*** Exercise text Section Begins ***

In the z->Sapling case, this workflow can be replicated with diversified addresses (merchant generates a new diversified address for every interaction, and once they reach 2^87 interactions they switch to a new key), or the merchant can require that the memo field contain a specific value (and then just ignore any payment without it). What is lacking is the ability for a user to simply point at a transaction in the chain and say “this was it!” - the merchant can still claim that the transaction was not to the address they specified, or with the required memo field contents. Refuting this requires the user to provide the merchant with the necessary information to decrypt a transaction, and this is built into the Sapling protocol: the user can derive ock (the per-output recovery key) and provide the tuple (transaction id, output index, ock) to the merchant. Anyone with this information can decrypt the specified output and verify that it indeed was sent to a specific Sapling address, with a specific amount and memo field content.

*** Exercise text Section Ends ***

-- Problem description --
According to the passage on Sapling payment disclosure, what are the items in the tuple that a user provides to the merchant?

*** Data records Section Begins ***

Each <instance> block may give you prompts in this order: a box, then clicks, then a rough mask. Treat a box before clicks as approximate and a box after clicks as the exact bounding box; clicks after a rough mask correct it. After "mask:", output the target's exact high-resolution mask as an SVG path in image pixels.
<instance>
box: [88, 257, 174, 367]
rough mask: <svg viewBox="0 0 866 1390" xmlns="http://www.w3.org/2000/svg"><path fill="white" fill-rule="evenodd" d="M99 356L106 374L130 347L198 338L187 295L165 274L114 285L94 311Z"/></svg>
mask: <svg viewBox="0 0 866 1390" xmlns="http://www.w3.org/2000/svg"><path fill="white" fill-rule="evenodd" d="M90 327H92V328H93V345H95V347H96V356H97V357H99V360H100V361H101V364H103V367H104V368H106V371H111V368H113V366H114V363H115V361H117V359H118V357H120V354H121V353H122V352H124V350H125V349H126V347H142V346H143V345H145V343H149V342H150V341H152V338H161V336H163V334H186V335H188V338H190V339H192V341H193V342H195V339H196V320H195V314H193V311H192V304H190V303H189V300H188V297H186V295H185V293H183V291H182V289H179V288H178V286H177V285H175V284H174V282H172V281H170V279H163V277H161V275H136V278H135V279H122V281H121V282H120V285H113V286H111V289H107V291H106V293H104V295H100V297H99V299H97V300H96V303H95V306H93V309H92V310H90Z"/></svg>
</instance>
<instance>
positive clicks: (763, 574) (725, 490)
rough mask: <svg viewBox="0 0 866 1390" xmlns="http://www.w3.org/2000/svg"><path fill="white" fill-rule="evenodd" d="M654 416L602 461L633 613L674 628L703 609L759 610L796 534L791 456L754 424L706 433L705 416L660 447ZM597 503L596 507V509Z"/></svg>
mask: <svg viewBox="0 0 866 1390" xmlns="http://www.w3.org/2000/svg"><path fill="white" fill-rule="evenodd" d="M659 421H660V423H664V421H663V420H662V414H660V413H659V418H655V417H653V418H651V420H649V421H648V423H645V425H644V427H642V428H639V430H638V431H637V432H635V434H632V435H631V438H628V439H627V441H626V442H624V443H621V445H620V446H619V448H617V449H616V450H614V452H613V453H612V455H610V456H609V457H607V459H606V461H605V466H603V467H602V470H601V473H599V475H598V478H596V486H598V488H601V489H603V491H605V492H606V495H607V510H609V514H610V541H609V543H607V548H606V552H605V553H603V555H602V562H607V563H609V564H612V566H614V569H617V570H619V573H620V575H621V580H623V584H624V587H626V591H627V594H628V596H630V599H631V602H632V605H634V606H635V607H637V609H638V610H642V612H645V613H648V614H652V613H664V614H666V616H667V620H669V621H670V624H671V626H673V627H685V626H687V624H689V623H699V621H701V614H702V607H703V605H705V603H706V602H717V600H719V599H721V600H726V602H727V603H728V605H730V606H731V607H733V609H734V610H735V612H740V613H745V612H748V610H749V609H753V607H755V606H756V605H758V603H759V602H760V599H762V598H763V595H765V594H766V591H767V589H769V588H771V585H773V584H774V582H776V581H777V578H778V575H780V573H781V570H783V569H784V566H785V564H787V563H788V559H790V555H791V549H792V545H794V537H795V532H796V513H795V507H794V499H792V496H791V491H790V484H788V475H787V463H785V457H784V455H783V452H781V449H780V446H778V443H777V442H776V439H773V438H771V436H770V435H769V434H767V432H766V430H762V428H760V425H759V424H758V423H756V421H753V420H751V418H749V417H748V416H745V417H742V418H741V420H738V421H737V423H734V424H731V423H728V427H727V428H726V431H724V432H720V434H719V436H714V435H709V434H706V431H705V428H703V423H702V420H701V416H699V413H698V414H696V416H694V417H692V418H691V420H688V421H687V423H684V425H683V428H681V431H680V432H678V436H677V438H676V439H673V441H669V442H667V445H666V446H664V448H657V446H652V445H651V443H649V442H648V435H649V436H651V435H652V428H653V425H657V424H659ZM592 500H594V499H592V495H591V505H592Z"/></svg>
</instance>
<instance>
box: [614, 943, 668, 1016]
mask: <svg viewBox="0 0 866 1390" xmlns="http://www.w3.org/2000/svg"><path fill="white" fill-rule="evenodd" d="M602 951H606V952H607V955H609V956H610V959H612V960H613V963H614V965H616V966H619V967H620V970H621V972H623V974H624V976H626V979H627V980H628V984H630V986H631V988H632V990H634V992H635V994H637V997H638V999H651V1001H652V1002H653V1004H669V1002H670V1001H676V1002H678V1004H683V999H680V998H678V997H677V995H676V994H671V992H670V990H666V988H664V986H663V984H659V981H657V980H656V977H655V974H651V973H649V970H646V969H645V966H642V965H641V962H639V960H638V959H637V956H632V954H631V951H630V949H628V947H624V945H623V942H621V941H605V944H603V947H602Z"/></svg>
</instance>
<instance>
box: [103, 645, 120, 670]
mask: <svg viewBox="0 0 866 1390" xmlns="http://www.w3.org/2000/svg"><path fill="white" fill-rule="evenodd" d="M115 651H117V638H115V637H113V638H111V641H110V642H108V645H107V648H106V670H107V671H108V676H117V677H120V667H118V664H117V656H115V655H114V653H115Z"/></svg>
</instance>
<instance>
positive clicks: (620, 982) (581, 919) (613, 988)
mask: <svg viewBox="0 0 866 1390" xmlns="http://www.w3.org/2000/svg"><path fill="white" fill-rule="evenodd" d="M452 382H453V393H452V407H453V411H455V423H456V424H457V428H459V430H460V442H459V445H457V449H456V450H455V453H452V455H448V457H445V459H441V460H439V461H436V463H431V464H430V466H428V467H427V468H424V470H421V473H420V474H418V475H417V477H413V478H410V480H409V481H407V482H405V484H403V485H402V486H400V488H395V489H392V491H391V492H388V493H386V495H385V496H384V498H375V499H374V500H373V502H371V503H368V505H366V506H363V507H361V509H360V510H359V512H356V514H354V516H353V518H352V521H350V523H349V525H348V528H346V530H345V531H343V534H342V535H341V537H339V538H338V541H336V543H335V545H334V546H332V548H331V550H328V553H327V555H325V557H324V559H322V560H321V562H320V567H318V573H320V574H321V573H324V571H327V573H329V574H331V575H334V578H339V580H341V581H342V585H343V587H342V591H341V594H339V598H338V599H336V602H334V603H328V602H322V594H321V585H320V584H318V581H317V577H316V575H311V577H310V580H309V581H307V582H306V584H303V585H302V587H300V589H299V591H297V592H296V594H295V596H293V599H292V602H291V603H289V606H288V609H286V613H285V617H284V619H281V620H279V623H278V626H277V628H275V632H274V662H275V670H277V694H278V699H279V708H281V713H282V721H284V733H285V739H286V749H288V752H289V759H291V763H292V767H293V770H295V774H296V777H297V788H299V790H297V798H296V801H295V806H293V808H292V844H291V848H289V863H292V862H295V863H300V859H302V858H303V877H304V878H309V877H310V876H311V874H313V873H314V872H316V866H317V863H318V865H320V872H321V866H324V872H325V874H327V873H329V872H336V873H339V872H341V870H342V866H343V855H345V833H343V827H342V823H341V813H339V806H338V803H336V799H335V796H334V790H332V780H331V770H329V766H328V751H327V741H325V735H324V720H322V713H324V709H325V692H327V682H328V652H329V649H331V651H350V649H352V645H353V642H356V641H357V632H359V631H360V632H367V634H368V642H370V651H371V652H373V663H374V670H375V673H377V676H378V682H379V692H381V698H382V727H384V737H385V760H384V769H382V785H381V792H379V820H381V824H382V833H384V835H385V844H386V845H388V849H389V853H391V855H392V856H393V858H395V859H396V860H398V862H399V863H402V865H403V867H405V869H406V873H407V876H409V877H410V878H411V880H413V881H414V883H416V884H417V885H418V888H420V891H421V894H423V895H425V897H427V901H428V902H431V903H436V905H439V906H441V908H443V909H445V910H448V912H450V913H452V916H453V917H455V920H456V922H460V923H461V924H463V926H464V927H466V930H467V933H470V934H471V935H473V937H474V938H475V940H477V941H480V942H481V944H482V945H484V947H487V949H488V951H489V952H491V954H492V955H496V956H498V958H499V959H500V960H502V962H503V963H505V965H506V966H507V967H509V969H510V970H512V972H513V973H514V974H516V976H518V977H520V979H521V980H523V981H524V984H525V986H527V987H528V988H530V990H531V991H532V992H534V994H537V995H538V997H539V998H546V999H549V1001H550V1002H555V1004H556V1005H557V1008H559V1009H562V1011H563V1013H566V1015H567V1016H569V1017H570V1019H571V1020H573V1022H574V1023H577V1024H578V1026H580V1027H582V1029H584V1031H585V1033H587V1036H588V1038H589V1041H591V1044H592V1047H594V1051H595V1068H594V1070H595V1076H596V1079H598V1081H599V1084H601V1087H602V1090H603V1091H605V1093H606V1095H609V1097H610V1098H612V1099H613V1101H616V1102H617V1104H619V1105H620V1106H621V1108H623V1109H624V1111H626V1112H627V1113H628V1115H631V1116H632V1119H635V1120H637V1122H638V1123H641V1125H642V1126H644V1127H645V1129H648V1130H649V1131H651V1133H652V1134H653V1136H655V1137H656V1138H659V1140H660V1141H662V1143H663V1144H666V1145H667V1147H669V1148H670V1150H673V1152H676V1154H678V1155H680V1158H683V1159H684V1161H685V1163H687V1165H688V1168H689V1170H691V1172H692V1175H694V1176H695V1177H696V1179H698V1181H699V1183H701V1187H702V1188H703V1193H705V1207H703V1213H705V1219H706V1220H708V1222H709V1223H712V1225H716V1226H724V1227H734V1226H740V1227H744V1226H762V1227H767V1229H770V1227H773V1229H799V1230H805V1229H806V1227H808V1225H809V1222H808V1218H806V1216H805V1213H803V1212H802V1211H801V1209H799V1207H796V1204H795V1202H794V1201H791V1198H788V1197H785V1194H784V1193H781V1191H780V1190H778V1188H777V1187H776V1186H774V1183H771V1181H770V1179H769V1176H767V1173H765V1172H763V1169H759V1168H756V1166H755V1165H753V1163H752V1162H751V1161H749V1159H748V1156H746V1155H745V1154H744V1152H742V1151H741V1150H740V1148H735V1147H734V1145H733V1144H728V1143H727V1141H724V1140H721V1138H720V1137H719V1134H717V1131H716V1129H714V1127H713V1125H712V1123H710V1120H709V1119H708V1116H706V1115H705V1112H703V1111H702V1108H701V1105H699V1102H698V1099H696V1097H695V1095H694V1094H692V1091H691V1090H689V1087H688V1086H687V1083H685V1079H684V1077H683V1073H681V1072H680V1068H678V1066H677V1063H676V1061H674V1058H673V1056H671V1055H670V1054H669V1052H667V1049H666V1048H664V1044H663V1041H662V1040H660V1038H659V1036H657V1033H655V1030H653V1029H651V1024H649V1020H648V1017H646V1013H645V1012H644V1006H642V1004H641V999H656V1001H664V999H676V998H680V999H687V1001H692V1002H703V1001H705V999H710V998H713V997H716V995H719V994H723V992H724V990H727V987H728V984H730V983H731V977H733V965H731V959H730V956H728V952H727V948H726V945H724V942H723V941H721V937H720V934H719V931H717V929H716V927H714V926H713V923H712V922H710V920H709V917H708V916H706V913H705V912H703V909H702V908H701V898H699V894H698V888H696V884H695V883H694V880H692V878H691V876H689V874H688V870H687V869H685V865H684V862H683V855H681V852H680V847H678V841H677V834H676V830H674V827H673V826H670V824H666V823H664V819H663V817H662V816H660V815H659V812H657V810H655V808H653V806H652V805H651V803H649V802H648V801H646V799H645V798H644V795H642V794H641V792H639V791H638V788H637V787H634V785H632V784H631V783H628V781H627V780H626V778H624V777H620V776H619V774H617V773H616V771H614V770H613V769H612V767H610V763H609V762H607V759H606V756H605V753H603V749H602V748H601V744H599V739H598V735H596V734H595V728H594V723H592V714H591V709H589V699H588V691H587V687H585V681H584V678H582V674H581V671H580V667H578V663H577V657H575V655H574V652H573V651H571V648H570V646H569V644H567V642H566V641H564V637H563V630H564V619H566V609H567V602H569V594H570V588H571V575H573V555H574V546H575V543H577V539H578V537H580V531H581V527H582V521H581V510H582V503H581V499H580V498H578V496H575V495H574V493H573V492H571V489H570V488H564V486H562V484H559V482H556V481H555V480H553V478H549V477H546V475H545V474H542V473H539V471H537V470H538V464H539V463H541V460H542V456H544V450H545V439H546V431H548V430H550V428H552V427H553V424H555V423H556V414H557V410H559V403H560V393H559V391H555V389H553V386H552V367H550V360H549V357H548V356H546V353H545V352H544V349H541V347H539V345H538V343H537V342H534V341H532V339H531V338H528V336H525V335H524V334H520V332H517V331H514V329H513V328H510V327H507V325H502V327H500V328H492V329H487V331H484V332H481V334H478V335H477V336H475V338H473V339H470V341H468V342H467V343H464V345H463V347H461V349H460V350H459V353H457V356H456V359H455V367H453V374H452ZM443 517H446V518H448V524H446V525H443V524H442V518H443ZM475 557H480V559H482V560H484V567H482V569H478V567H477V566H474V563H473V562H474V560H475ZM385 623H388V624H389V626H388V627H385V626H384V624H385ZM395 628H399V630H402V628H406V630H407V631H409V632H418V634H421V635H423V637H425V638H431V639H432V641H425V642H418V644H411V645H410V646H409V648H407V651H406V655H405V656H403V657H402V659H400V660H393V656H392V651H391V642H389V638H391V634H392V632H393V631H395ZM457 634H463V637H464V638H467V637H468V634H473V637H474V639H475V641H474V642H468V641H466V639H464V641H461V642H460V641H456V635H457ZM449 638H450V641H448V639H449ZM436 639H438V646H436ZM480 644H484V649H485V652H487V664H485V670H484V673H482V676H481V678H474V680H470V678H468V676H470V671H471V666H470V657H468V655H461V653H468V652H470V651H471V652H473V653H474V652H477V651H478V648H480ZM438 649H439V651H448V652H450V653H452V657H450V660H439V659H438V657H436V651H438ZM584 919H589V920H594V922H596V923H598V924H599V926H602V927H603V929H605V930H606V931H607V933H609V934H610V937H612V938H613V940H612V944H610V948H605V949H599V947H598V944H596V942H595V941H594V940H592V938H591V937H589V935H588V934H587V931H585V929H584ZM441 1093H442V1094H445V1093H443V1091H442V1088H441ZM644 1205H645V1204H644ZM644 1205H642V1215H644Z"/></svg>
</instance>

*** Data records Section Ends ***

-- Result of the exercise --
- Transaction id
- Output index
- ock (the per-output recovery key)